TRECHO DO TEXTO:
Constituição ausente de Israel aprofunda divisão entre judeus e árabes

As constituições restringem o poder dos governos ao definir em termos precisos quem tem quais direitos, quais direitos formam a base das decisões jurídicas e como o poder político é disperso entre as instituições.

por Brendan Szendro, em The Conversation | Tradução de Cezar Xavier

Novos combates estouraram novamente entre Israel e o grupo palestino Hamas, colocando em risco um cessar-fogo instituído após uma guerra de 11 dias em maio.

O conflito em Gaza é um teste inicial do novo governo de coalizão de Israel. Recentemente, partidos de todo o espectro político se uniram para remover o primeiro-ministro de Israel, Benjamin Netanyahu, do poder, encerrando uma crise política de dois anos – embora ele possa manobrar para voltar ao poder.

Enquanto conduzia uma pesquisa de dissertação sobre a relação entre religião e estado em Israel, rastreei a instabilidade crônica de Israel até o que acredito ser seu cerne: ao contrário da maioria dos países, Israel não tem uma constituição.

Por que as constituições são importantes

As constituições restringem o poder dos governos ao definir em termos precisos quem tem quais direitos, quais direitos formam a base das decisões jurídicas e como o poder político é disperso entre as instituições.

Israel é governado por um corpo mutável e sempre crescente das chamadas “leis básicas” – “Chukei Ha-Yesod” em hebraico. As leis básicas foram aprovadas individualmente nos últimos 73 anos, começando com uma lei de duas páginas que descreveu a composição da legislatura de Israel, o Knesset e os direitos de voto dos cidadãos.

Hoje, Israel é governado por uma coleção de 13 leis de 124 páginas. Embora as leis básicas delinhem uma visão dos direitos democráticos, elas permanecem, para parafrasear a falecida acadêmica de direito Ruth Gavison, “não ancoradas”.

Isso permite que Israel mantenha uma postura ambígua em questões fundamentais para a identidade de uma nação.

Primeiro, Israel nunca definiu oficialmente a relação entre religião e estado. Israel é baseado na religião judaica? Ou é um estado secular que abriga judeus, com minorias não judias? Essa pergunta permanece sem resposta.

O país também não determinou totalmente se os israelenses árabes e outros cidadãos não judeus – que constituem cerca de um quarto de seus 9 milhões de habitantes – desfrutam dos mesmos direitos que seus colegas judeus.

REQUISITO 1:
Substitua "secular" por "laico" e reescreva o trecho sobre a constituição de Israel entre "Hoje, Israel é" e "seus colegas judeus.", inclusive.
O texto e a listagem não têm nenhuma relação entre si.

MATERIAL FORNECIDO:

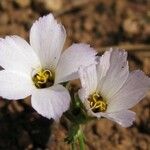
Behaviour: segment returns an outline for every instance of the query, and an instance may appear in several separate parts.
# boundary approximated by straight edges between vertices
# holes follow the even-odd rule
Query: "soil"
[[[0,37],[28,40],[33,22],[50,12],[66,28],[65,47],[85,42],[101,52],[105,46],[150,43],[149,0],[0,0]],[[150,75],[150,49],[128,51],[131,70]],[[137,116],[130,128],[104,118],[86,124],[86,150],[149,150],[150,93],[133,110]],[[67,150],[66,133],[63,119],[59,124],[40,116],[30,98],[0,99],[0,150]]]

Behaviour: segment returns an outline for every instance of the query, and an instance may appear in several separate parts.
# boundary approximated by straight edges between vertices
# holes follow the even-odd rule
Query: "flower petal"
[[[33,108],[46,118],[59,120],[63,112],[69,108],[70,95],[61,85],[36,89],[31,98]]]
[[[99,86],[102,85],[102,80],[106,76],[106,73],[110,67],[110,56],[112,49],[106,51],[101,57],[99,57],[99,63],[97,64],[97,74]]]
[[[110,53],[110,56],[108,53],[108,55],[104,56],[106,58],[103,58],[106,61],[110,58],[109,69],[106,76],[102,79],[102,82],[98,83],[98,89],[108,100],[123,86],[129,75],[127,53],[123,50],[110,50]],[[106,64],[108,63],[103,63],[102,65]],[[101,62],[99,65],[101,65]],[[105,68],[105,66],[103,66],[103,68]]]
[[[40,61],[32,47],[19,36],[0,39],[0,65],[7,70],[31,73],[40,67]]]
[[[105,113],[102,116],[117,122],[122,127],[129,127],[133,124],[133,121],[135,121],[135,115],[133,111],[122,110],[114,113]]]
[[[88,67],[80,67],[79,77],[81,80],[82,89],[79,90],[79,97],[82,101],[93,94],[97,88],[97,72],[96,65]]]
[[[136,70],[130,73],[123,87],[109,102],[108,112],[129,109],[136,105],[150,90],[150,78],[142,71]]]
[[[64,27],[57,23],[52,14],[39,18],[30,31],[31,46],[47,69],[56,67],[65,39]]]
[[[78,78],[80,66],[95,64],[96,51],[87,44],[73,44],[63,52],[56,69],[56,83]]]
[[[0,96],[6,99],[23,99],[34,89],[31,78],[26,74],[0,71]]]

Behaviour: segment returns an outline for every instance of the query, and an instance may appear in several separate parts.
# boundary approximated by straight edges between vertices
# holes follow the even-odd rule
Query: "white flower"
[[[18,36],[0,39],[0,95],[23,99],[29,95],[33,108],[47,118],[59,119],[69,107],[70,95],[60,82],[76,79],[80,65],[95,62],[95,51],[73,44],[62,53],[64,27],[52,14],[39,18],[30,31],[30,45]]]
[[[106,117],[123,127],[132,125],[130,111],[150,89],[150,78],[140,70],[129,73],[125,51],[106,51],[99,63],[79,69],[82,89],[80,99],[90,115]]]

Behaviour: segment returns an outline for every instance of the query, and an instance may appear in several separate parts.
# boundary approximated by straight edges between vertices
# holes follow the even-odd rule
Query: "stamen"
[[[46,88],[54,84],[54,73],[47,69],[41,69],[32,78],[37,88]]]
[[[94,113],[105,112],[107,109],[106,101],[102,98],[102,96],[98,92],[95,92],[92,95],[90,95],[88,101],[90,104],[90,109]]]

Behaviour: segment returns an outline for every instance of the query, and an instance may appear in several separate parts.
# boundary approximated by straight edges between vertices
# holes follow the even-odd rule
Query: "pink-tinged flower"
[[[52,14],[39,18],[30,31],[30,45],[18,36],[0,39],[0,95],[23,99],[47,118],[59,119],[69,107],[70,95],[59,83],[78,78],[80,65],[95,62],[95,51],[73,44],[62,52],[66,31]]]
[[[79,96],[90,115],[106,117],[123,127],[132,125],[135,113],[128,109],[144,98],[150,78],[140,70],[129,73],[125,51],[110,49],[97,65],[81,67],[79,74]]]

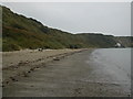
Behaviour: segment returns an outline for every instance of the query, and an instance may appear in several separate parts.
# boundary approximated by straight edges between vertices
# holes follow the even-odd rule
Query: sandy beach
[[[44,64],[52,61],[60,61],[64,56],[81,52],[84,50],[24,50],[2,53],[2,84],[9,85],[17,81],[22,76],[28,76],[35,68],[43,67]]]
[[[95,68],[91,64],[91,62],[90,64],[89,62],[86,63],[93,50],[66,50],[53,52],[54,55],[51,56],[51,59],[45,61],[45,58],[41,58],[41,61],[39,62],[37,61],[35,63],[31,63],[32,58],[29,58],[31,57],[29,54],[29,57],[25,57],[24,61],[31,61],[30,63],[21,63],[17,65],[20,66],[18,68],[12,67],[12,65],[11,67],[4,66],[6,68],[3,68],[3,97],[129,96],[119,84],[111,82],[111,76],[104,73],[95,73],[98,69],[102,72],[102,68]],[[37,53],[49,55],[49,53],[53,52],[47,51],[47,53]],[[8,57],[7,53],[4,55],[4,58]],[[58,58],[55,58],[57,56]],[[38,59],[38,55],[35,59]],[[16,75],[18,72],[19,75]],[[100,81],[99,79],[104,79],[104,81]],[[106,82],[105,80],[109,81]]]

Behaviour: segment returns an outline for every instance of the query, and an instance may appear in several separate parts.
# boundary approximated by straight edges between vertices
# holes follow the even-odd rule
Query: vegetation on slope
[[[116,41],[112,35],[82,33],[71,34],[51,29],[41,22],[13,13],[2,7],[2,48],[83,48],[113,47]]]

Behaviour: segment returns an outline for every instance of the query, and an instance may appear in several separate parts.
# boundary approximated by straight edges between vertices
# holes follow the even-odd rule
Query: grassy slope
[[[43,25],[41,22],[13,13],[2,7],[3,51],[21,48],[112,47],[115,37],[103,34],[71,34]]]

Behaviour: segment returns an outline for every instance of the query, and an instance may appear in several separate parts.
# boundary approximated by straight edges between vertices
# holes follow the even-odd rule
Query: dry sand
[[[111,76],[104,75],[104,73],[95,73],[98,69],[102,72],[102,68],[95,68],[92,64],[86,63],[92,51],[53,51],[54,55],[55,53],[57,55],[63,53],[63,55],[58,56],[58,58],[50,57],[52,59],[49,63],[45,63],[43,55],[45,57],[49,55],[48,53],[53,53],[52,51],[48,51],[47,54],[44,54],[45,52],[37,52],[39,55],[34,53],[33,57],[37,62],[31,56],[25,57],[24,61],[33,61],[33,63],[19,64],[21,70],[34,66],[34,64],[35,69],[23,74],[23,77],[10,78],[13,82],[8,82],[3,87],[3,97],[126,97],[127,94],[119,84],[110,81]],[[66,54],[68,52],[69,54]],[[79,53],[72,54],[73,52]],[[32,54],[29,53],[25,56]],[[8,55],[6,56],[8,57]],[[14,57],[19,58],[16,55]],[[41,61],[38,62],[38,58]],[[8,78],[7,75],[11,74],[12,70],[14,74],[21,72],[18,68],[6,68],[3,69],[3,77]],[[101,78],[104,78],[104,82],[99,80]],[[106,82],[106,80],[109,81]]]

REQUISITO 2:
Reproduza, sem nenhuma alteração, as linhas da listagem entre o seu início e a linha que contém "[[[0,96],[6,99],[23,99],[34,89],[31,78],[26,74],[0,71]]]", inclusive. Deixe as imagens fora da resposta.

RESPOSTA ESCRITA 1:
Hoje, Israel é governado por uma coleção de 13 leis de 124 páginas. Embora as leis básicas delinhem uma visão dos direitos democráticos, elas permanecem, para parafrasear a falecida acadêmica de direito Ruth Gavison, “não ancoradas”.

Isso permite que Israel mantenha uma postura ambígua em questões fundamentais para a identidade de uma nação.

Primeiro, Israel nunca definiu oficialmente a relação entre religião e estado. Israel é baseado na religião judaica? Ou é um estado laico que abriga judeus, com minorias não judias? Essa pergunta permanece sem resposta.

O país também não determinou totalmente se os israelenses árabes e outros cidadãos não judeus – que constituem cerca de um quarto de seus 9 milhões de habitantes – desfrutam dos mesmos direitos que seus colegas judeus.

RESPOSTA ESCRITA 2:
Behaviour: segment returns an outline for every instance of the query, and an instance may appear in several separate parts.
# boundary approximated by straight edges between vertices
# holes follow the even-odd rule
Query: "soil"
[[[0,37],[28,40],[33,22],[50,12],[66,28],[65,47],[85,42],[101,52],[105,46],[150,43],[149,0],[0,0]],[[150,75],[150,49],[128,51],[131,70]],[[137,116],[130,128],[104,118],[86,124],[86,150],[149,150],[150,93],[133,110]],[[67,150],[66,133],[63,119],[59,124],[40,116],[30,98],[0,99],[0,150]]]

Behaviour: segment returns an outline for every instance of the query, and an instance may appear in several separate parts.
# boundary approximated by straight edges between vertices
# holes follow the even-odd rule
Query: "flower petal"
[[[33,108],[46,118],[59,120],[63,112],[69,108],[70,95],[61,85],[36,89],[31,98]]]
[[[99,86],[102,85],[102,80],[106,76],[106,73],[110,67],[110,56],[112,49],[106,51],[101,57],[99,57],[99,63],[97,64],[97,74]]]
[[[110,53],[110,56],[108,53],[108,55],[104,56],[106,58],[103,58],[106,61],[110,58],[109,69],[106,76],[102,79],[102,82],[98,83],[98,89],[108,100],[123,86],[129,75],[127,53],[123,50],[110,50]],[[106,64],[108,63],[103,63],[102,65]],[[101,62],[99,65],[101,65]],[[105,68],[105,66],[103,66],[103,68]]]
[[[40,61],[32,47],[19,36],[0,39],[0,65],[7,70],[31,73],[40,67]]]
[[[105,113],[102,116],[117,122],[122,127],[129,127],[133,124],[133,121],[135,121],[135,115],[133,111],[122,110],[114,113]]]
[[[88,67],[80,67],[79,77],[81,80],[82,89],[79,90],[79,97],[82,101],[93,94],[97,88],[97,72],[96,65]]]
[[[136,70],[130,73],[123,87],[109,102],[108,112],[129,109],[136,105],[150,90],[150,78],[142,71]]]
[[[64,27],[57,23],[52,14],[39,18],[30,31],[31,46],[47,69],[56,67],[65,39]]]
[[[78,78],[80,66],[95,64],[96,51],[87,44],[73,44],[63,52],[56,69],[56,83]]]
[[[0,96],[6,99],[23,99],[34,89],[31,78],[26,74],[0,71]]]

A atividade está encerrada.